→ **Written task**: Rewrite all of the data below with the phrase "grass median strip" changed to "grassy median" and everything else left as it is. Leave the pictures out of your answer.

→ **Records for this task**:
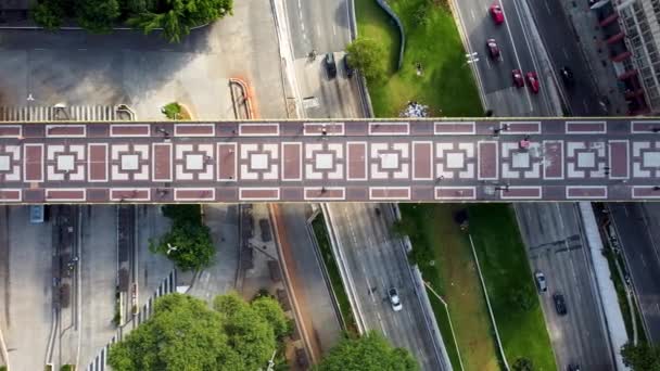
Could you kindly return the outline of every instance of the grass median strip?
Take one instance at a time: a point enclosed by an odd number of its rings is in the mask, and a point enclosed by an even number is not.
[[[320,255],[323,259],[323,265],[326,266],[326,271],[328,272],[328,277],[330,279],[330,285],[334,292],[334,297],[337,298],[339,309],[345,324],[344,330],[350,336],[356,336],[358,331],[355,323],[355,317],[353,316],[351,302],[348,302],[348,296],[346,294],[344,283],[342,282],[337,260],[332,254],[332,247],[330,246],[330,238],[328,236],[328,230],[326,229],[323,214],[318,214],[316,218],[314,218],[312,228],[314,229],[314,234],[316,235],[316,241],[318,242],[318,247],[320,250]]]
[[[456,24],[442,3],[390,1],[406,31],[404,63],[396,71],[401,42],[396,26],[376,0],[355,0],[358,35],[377,40],[389,60],[385,82],[369,85],[377,117],[397,117],[408,101],[429,105],[432,116],[483,115]]]
[[[401,209],[424,281],[447,303],[456,333],[454,346],[449,318],[443,304],[430,293],[431,305],[455,370],[499,370],[495,341],[469,242],[454,215],[461,205],[403,204]],[[426,253],[421,253],[426,252]]]
[[[535,370],[556,370],[553,346],[511,206],[472,205],[468,207],[468,216],[509,364],[526,358],[532,360]]]

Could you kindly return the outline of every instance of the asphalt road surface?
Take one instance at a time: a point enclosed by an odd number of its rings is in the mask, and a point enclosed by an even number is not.
[[[605,320],[572,203],[517,204],[521,233],[532,271],[541,271],[548,291],[541,303],[559,370],[580,364],[584,370],[613,370]],[[568,314],[558,316],[553,294],[563,294]]]
[[[377,216],[375,208],[381,215]],[[381,332],[394,346],[411,351],[422,370],[444,370],[422,320],[401,240],[390,234],[394,220],[388,204],[328,204],[339,248],[353,279],[357,306],[368,330]],[[388,290],[396,287],[403,309],[394,311]]]
[[[547,116],[553,113],[546,79],[543,78],[543,66],[535,51],[538,47],[530,33],[530,22],[523,15],[520,4],[515,0],[500,2],[505,22],[496,25],[488,8],[492,0],[455,1],[456,16],[460,18],[459,27],[467,38],[468,53],[477,53],[478,62],[473,63],[477,79],[487,102],[486,108],[493,110],[496,116]],[[495,39],[499,46],[502,59],[490,57],[486,40]],[[467,67],[466,59],[466,67]],[[521,69],[523,74],[536,72],[541,81],[541,91],[533,94],[525,88],[513,86],[511,72]]]
[[[589,77],[588,65],[576,41],[572,24],[568,20],[560,0],[528,1],[538,33],[548,51],[555,72],[568,66],[573,72],[574,82],[568,87],[561,79],[559,84],[572,116],[602,115],[598,90]]]
[[[608,205],[637,296],[644,328],[651,342],[660,341],[660,222],[658,205]],[[648,207],[648,210],[644,208]]]

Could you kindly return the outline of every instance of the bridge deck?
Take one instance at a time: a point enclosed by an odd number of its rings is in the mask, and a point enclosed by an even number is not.
[[[0,125],[0,203],[660,197],[660,120]]]

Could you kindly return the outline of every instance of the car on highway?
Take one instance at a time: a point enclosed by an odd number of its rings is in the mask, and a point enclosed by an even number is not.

→ **Answer to this task**:
Could you kindly return the outline of every instance of the grassy median?
Take one instance at a time: a point enclosed by an odd number of its rings is in the mask, and a point enclosed by an even number is not.
[[[320,255],[323,259],[323,265],[326,266],[326,271],[328,272],[328,277],[330,279],[330,285],[334,292],[334,297],[337,298],[339,309],[345,324],[344,330],[350,336],[356,336],[358,331],[355,323],[355,317],[353,316],[351,302],[348,302],[348,296],[346,294],[344,283],[342,282],[337,260],[332,254],[332,247],[330,246],[330,238],[328,236],[328,230],[326,229],[323,214],[318,214],[316,218],[314,218],[312,228],[314,229],[314,234],[316,235],[316,241],[318,242],[318,247],[320,250]]]
[[[456,24],[442,3],[390,1],[406,31],[404,63],[396,71],[401,42],[396,26],[376,0],[355,0],[358,35],[377,40],[389,60],[385,82],[369,85],[377,117],[397,117],[408,101],[429,105],[432,116],[483,115]]]
[[[401,209],[424,281],[447,303],[456,333],[454,346],[449,318],[443,304],[430,293],[431,305],[455,370],[499,370],[495,341],[469,242],[454,215],[461,205],[403,204]],[[426,253],[421,253],[426,252]]]
[[[535,370],[556,370],[553,346],[511,206],[472,205],[468,207],[468,216],[509,364],[526,358],[532,360]]]

Could you kindly return the outline of every instance of the asphalt road surface?
Take one instance at a time: a point enclosed by an odd number of its rings is in the mask, and a point enclosed by an even number is not.
[[[605,320],[572,203],[517,204],[521,233],[532,271],[541,271],[548,291],[541,303],[559,370],[580,364],[584,370],[613,370]],[[568,314],[558,316],[553,294],[563,294]]]
[[[377,216],[375,208],[381,215]],[[381,332],[394,346],[411,351],[422,370],[444,370],[422,320],[401,240],[390,234],[394,220],[388,204],[328,204],[339,248],[353,279],[357,306],[368,330]],[[388,290],[396,287],[403,309],[394,311]]]
[[[547,116],[553,113],[546,79],[543,78],[543,66],[535,51],[538,47],[530,33],[530,22],[523,15],[520,4],[515,0],[500,2],[505,22],[496,25],[488,8],[492,0],[455,1],[456,16],[460,18],[459,27],[467,38],[468,53],[477,53],[478,62],[473,63],[477,79],[487,102],[486,108],[493,110],[496,116]],[[495,39],[499,46],[502,59],[490,57],[486,40]],[[467,67],[466,59],[466,67]],[[521,69],[523,74],[536,72],[541,81],[541,91],[533,94],[525,88],[513,86],[511,72]]]
[[[589,77],[588,65],[576,41],[572,24],[568,20],[560,0],[528,1],[538,33],[548,51],[555,72],[568,66],[573,72],[574,82],[568,87],[561,79],[559,84],[572,116],[602,115],[598,90]]]
[[[608,205],[637,296],[644,328],[651,342],[660,341],[660,222],[658,205]],[[648,207],[648,210],[644,208]]]

Could you kindly return the outline of every instance of the bridge deck?
Take one instance at a time: a point enclosed by an odd number of its rings is in the mask, and a point enclosed by an even number is not.
[[[0,125],[0,203],[660,197],[660,120]]]

Could you kindly return the outline of every instance of the car on highway?
Take one instance at a time: a point enclosed by an odd number of its rings is in the mask, and a point enclosed by an even number is not.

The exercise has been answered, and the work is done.